## What to work on:
A - Answer these questions about the article on why retail agencies can't scale:
(i) How much a year does the sales VP at the global CPG brand say they pay their agency?
(ii) By what percentage has headcount risen at the London agency?
(iii) How many stores a week does the field rep cover in the article's time calculation?
B - Can you extend the article on why retail agencies can't scale, picking up right after its final line?
··· Passage
The 15-Minute Problem: Why Retail Agencies Can't Scale
Feb 12, 2026
Three conversations. Same month. Same problem.
A sales VP at a global CPG brand: "We're paying our agency £2M a year, but I still can't see what's happening in my top 500 stores."
An agency CEO in London: "We've grown revenue 40% in three years. Headcount is up 38%. Margins are down."
A commercial director at a major beverage company: "My field team spends their entire Monday compiling last week's data. By the time we see a problem, it's already cost us the weekend."
Different titles. Different P&Ls. Same trap.
The Economics Don't Work Anymore
Here's what nobody says out loud: the traditional retail execution model is broken.
Not because people aren't working hard. They are.
Not because the strategy is wrong. It isn't.
The math just doesn't work.
A field rep visits a store. Walks the aisles. Checks shelf placement, counts facings, photographs displays, notes out-of-stocks. Maybe records some competitor activity if there's time.
Twenty minutes later, they're done. One store.
Forty stores a week. That's 800 minutes—over 13 hours—just documenting what they see. Not capturing: full category data. Competitor SKU details. The complete shelf picture.
Not fixing anything. Not coaching store managers. Not building displays or negotiating better placement.
Documenting a fraction of what's actually happening.
The Agency Trap
If you run an agency, you know this trap intimately.
Client wants more stores covered? Hire more reps.
Client wants more frequent audits? Hire more reps.
······
··· Dataset records
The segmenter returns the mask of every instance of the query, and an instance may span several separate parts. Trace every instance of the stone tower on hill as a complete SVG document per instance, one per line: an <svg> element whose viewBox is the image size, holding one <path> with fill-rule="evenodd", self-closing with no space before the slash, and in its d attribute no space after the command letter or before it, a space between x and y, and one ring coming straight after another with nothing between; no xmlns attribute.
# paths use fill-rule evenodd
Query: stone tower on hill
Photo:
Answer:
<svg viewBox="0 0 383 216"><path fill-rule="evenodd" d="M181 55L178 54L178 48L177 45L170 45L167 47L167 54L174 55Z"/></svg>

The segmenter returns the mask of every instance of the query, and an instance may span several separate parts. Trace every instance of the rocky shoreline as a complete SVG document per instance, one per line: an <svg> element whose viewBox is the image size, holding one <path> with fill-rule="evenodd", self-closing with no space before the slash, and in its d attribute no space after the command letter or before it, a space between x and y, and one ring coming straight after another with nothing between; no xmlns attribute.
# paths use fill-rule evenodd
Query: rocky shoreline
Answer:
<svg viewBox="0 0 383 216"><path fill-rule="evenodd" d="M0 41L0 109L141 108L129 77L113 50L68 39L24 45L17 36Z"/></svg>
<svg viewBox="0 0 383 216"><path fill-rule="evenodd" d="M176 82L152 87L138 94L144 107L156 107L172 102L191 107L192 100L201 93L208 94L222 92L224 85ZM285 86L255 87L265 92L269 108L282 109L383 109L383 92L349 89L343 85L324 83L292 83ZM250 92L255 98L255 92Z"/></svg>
······
## Final results:
A -
(i) £2M a year
(ii) 38%
(iii) Forty

B -
Client wants competitor intelligence tracked? Good luck—there's no time.
Revenue grows linearly. Costs grow linearly. Sometimes faster.
The pitch from six years ago—"We'll give you eyes and ears in every store"—made sense when data was scarce. Now your clients are drowning in incomplete data. What they want is action and complete category visibility.
But that requires time. And your reps are spending 65% of their time on documentation.
We've watched agency heads try everything:
Better training. (Helps, but doesn't scale.)
Tighter processes. (Makes things consistent, not faster.)
Traditional image recognition. (Takes 7 months to implement, breaks when packaging changes.)
The trap tightens. Your best clients demand more. Your margins compress. Your competitors undercut on price.
The CPG Dilemma
If you're the brand, you face a different version of hell.
Your agency gives you a report. Friday afternoon. Data from Monday through Wednesday.
The promotional display that was supposed to drive your Q1 numbers? Built in 40% of stores. You find out nine days after launch.
Your competitor just took 15% more shelf space in the top chain. They've had it for eight days. And now their share of shelf over-indexes their market share.
The new SKU you spent £3M launching? Out of stock in 30% of locations during peak weekend trading. You get the data Tuesday morning.
And here's the kicker: your agency can't tell you what your competitors are doing at SKU level. There's no time to capture that level of detail.
You want real-time visibility. The agency wants to give it to you. But their field team is already maxed out.
Your budget is flat. Actually, it's down 8% this year.
So you make a choice: fewer stores, less frequent audits, or lower depth of data.
All three options lose.
What Changed
A commercial director at a major tobacco company showed us their field data. They had 47 reps covering 3,000 stores. Each rep visited about 64 stores a month.
They were tracking five KPIs. Visibility, availability, pricing, promotional compliance, competitor activity.
We asked: "What percentage of stores are you not seeing each month?"
She paused. "We cover about 12% of our universe monthly. The rest we extrapolate."
Twelve percent.
This wasn't a small brand. This was a top-three player in their category. Well-funded. Smart team. Good agency partner.
Still flying blind in 88% of their stores.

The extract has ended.